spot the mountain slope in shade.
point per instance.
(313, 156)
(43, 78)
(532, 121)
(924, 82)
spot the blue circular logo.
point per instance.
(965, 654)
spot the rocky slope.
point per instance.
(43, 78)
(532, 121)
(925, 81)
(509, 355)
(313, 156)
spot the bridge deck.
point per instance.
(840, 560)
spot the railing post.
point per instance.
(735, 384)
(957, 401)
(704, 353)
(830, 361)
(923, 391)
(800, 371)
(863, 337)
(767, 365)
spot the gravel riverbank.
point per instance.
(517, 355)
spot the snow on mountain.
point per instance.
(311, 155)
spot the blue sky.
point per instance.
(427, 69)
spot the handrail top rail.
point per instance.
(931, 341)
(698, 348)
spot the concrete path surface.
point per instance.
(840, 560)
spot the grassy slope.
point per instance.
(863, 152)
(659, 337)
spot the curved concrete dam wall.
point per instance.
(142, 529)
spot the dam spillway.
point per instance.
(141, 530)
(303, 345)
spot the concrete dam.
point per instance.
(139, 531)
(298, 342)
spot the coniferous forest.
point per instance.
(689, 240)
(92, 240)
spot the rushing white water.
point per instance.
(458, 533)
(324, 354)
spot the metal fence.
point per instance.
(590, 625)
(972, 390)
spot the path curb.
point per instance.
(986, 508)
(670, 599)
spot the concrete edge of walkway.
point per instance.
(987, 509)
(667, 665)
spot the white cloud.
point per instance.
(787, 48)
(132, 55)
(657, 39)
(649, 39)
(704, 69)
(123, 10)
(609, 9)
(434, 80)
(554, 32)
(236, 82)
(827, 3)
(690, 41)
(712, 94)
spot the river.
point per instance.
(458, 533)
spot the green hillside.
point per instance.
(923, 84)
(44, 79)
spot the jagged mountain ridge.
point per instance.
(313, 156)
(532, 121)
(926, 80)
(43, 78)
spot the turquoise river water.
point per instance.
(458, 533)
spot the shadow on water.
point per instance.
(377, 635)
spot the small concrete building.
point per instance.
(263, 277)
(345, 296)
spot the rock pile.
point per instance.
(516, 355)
------------------------------------
EXERCISE REQUIREMENTS: The records must be reproduced in full. Nothing should differ.

OUTPUT FOR THIS TASK:
spot the mountain slope in shade.
point per instance.
(313, 156)
(43, 78)
(532, 121)
(924, 82)
spot the blue circular logo.
point per instance.
(965, 654)
spot the rocky slope.
point per instance.
(43, 78)
(532, 121)
(925, 81)
(509, 355)
(313, 156)
spot the bridge deck.
point per instance.
(840, 560)
spot the railing post.
point per instance.
(735, 384)
(957, 401)
(704, 353)
(830, 361)
(923, 391)
(800, 371)
(863, 337)
(767, 365)
spot the gravel riverbank.
point per instance.
(517, 355)
spot the snow on mountain.
point per instance.
(311, 155)
spot the blue sky.
point per instance.
(427, 69)
spot the handrail top rail.
point per instance.
(931, 341)
(698, 348)
spot the concrete path surface.
point per instance.
(840, 560)
spot the grassy slope.
point per instance.
(863, 152)
(659, 337)
spot the curved concrete dam wall.
point per instance.
(142, 529)
spot the dam spillway.
point per instance.
(141, 530)
(303, 345)
spot the concrete dam.
point per instance.
(139, 531)
(298, 342)
spot the coniferous forest.
point per instance.
(689, 240)
(92, 240)
spot the rushing white water.
point per instance.
(458, 533)
(324, 354)
spot the metal fence.
point per instance.
(590, 625)
(972, 390)
spot the path curb.
point per instance.
(986, 508)
(670, 599)
spot the concrete edge of walkway.
point per instance.
(987, 509)
(667, 665)
spot the white cloud.
point per instance.
(787, 48)
(132, 55)
(657, 39)
(649, 39)
(704, 69)
(123, 10)
(609, 9)
(434, 80)
(554, 32)
(236, 82)
(827, 3)
(690, 41)
(712, 94)
spot the river.
point per instance.
(458, 533)
spot the green hillside.
point per instance.
(923, 84)
(44, 79)
spot the jagged mountain ridge.
point per instance.
(313, 156)
(532, 121)
(926, 80)
(43, 78)
spot the turquoise river water.
point per instance.
(458, 533)
spot the shadow on water.
point per instance.
(377, 635)
spot the small concrete building.
point per instance.
(263, 277)
(345, 296)
spot the rock pile.
point per instance.
(516, 355)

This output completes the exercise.